PROBLEMA BREVE 1:
¿Puedes duplicar íntegro, sin cambiar nada, el fragmento dado sobre los sueldos de los diputados?

FRAGMENTO DADO:
....

No dejo de preguntarme si los políticos que nos representan –sólo nos representan aunque a menudo lo olviden– son lo mejor que podíamos encontrar. Realizan una labor encomiable, esencia de la democracia, pero ofrece dudas que -en la evidente maraña de alianzas e intereses-, sea el servicio a la sociedad el motor para alcanzar la cúspide de una formación, o cualquier cargo. Listas cerradas, nombres de progreso interno, endogámico. Llegados a las Cortes, se guían por la «disciplina de partido» para emitir sus votos -si es que van, que ni siquiera acuden siempre-. ¿No sería más operativo que fuera una sola persona por sigla? El resto podría dedicarse, en ese tiempo, a otros menesteres. O… pelear por los intereses de sus votantes, como hacen en otros lugares donde la elección es por listas abiertas.
Nos cuentan que el sueldo de los diputados es de 3.126,52 euros mensuales, a los que se suman los complementos que, en su caso, tenga cada uno en razón del cargo que ocupe. El menor de ellos es de 870,56 para los electos en Madrid, 1.823,86 para los que viven en cualquier otra circunscripción destinados a gastos de alojamiento y manutención en la capital, dado que tengo la impresión de que viajan gratis y en preferente. Pero existen muchos más añadidos en razón de si hacen algo más que apretar el botón del voto -valga-. Por ejemplo, el presidente de la Cámara percibe 3.605,38 en concepto de complemento como miembro de la Mesa, otros 3.915,16 de gastos de representación y 3.210,08 de gastos de libre disposición.

....

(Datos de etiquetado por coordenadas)
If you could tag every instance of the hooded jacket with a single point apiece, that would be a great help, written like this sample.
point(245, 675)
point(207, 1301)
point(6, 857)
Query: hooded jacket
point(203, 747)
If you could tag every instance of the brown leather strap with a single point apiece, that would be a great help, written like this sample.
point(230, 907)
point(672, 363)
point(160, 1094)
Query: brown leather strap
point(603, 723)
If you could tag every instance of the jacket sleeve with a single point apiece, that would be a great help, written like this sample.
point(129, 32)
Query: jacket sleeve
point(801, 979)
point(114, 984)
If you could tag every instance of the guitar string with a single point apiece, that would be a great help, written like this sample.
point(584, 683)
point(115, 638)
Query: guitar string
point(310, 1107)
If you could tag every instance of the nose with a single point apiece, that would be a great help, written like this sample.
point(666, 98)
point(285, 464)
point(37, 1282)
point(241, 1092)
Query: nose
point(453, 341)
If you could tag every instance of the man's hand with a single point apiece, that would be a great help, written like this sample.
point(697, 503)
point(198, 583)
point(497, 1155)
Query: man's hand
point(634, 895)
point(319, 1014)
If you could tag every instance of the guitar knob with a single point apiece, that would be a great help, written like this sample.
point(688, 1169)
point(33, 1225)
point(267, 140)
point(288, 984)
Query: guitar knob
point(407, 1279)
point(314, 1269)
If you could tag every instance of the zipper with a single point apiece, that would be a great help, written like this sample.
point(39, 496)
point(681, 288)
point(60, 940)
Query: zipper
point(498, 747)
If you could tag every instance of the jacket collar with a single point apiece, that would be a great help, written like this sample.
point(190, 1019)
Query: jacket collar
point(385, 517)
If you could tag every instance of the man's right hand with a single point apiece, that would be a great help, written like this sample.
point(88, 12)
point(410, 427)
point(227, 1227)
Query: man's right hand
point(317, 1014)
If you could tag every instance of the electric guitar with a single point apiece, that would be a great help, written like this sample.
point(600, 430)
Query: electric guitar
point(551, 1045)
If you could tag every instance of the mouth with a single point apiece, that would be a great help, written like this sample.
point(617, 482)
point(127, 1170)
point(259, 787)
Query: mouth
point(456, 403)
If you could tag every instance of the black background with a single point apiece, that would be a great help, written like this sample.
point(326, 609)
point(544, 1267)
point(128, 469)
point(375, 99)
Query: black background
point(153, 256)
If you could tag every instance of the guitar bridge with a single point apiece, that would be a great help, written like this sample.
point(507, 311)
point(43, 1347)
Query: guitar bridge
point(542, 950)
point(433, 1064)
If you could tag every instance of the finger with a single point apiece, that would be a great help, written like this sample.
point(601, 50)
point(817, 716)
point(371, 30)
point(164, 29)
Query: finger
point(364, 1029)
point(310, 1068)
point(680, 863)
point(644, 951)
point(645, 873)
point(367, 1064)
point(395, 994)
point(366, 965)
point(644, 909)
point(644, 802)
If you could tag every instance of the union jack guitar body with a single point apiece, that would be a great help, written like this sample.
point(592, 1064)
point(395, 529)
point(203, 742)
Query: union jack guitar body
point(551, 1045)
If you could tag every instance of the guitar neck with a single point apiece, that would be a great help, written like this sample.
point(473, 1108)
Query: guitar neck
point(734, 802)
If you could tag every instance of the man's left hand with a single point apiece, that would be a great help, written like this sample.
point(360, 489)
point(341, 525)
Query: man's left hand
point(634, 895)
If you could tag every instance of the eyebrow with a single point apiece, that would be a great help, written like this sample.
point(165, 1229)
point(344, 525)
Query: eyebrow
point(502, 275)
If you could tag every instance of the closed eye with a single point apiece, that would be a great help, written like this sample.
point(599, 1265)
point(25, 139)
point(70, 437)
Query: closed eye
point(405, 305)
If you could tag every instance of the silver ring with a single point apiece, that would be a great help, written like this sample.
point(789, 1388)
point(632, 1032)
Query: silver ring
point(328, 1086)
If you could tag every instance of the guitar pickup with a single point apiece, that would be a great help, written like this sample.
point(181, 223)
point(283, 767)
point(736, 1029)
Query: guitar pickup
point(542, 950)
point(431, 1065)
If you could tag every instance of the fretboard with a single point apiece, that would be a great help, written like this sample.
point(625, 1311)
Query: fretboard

....

PROBLEMA BREVE 2:
¿Puedes transcribir sin alteraciones todo lo que hay en los registros desde la línea que contiene "If you could tag every instance of the silver", incluida esa línea, hasta el final de los registros?

RESPUESTA 1:
No dejo de preguntarme si los políticos que nos representan –sólo nos representan aunque a menudo lo olviden– son lo mejor que podíamos encontrar. Realizan una labor encomiable, esencia de la democracia, pero ofrece dudas que -en la evidente maraña de alianzas e intereses-, sea el servicio a la sociedad el motor para alcanzar la cúspide de una formación, o cualquier cargo. Listas cerradas, nombres de progreso interno, endogámico. Llegados a las Cortes, se guían por la «disciplina de partido» para emitir sus votos -si es que van, que ni siquiera acuden siempre-. ¿No sería más operativo que fuera una sola persona por sigla? El resto podría dedicarse, en ese tiempo, a otros menesteres. O… pelear por los intereses de sus votantes, como hacen en otros lugares donde la elección es por listas abiertas.
Nos cuentan que el sueldo de los diputados es de 3.126,52 euros mensuales, a los que se suman los complementos que, en su caso, tenga cada uno en razón del cargo que ocupe. El menor de ellos es de 870,56 para los electos en Madrid, 1.823,86 para los que viven en cualquier otra circunscripción destinados a gastos de alojamiento y manutención en la capital, dado que tengo la impresión de que viajan gratis y en preferente. Pero existen muchos más añadidos en razón de si hacen algo más que apretar el botón del voto -valga-. Por ejemplo, el presidente de la Cámara percibe 3.605,38 en concepto de complemento como miembro de la Mesa, otros 3.915,16 de gastos de representación y 3.210,08 de gastos de libre disposición.

RESPUESTA 2:
If you could tag every instance of the silver ring with a single point apiece, that would be a great help, written like this sample.
point(789, 1388)
point(632, 1032)
Query: silver ring
point(328, 1086)
If you could tag every instance of the guitar pickup with a single point apiece, that would be a great help, written like this sample.
point(181, 223)
point(283, 767)
point(736, 1029)
Query: guitar pickup
point(542, 950)
point(431, 1065)
If you could tag every instance of the fretboard with a single point apiece, that would be a great help, written like this sample.
point(625, 1311)
Query: fretboard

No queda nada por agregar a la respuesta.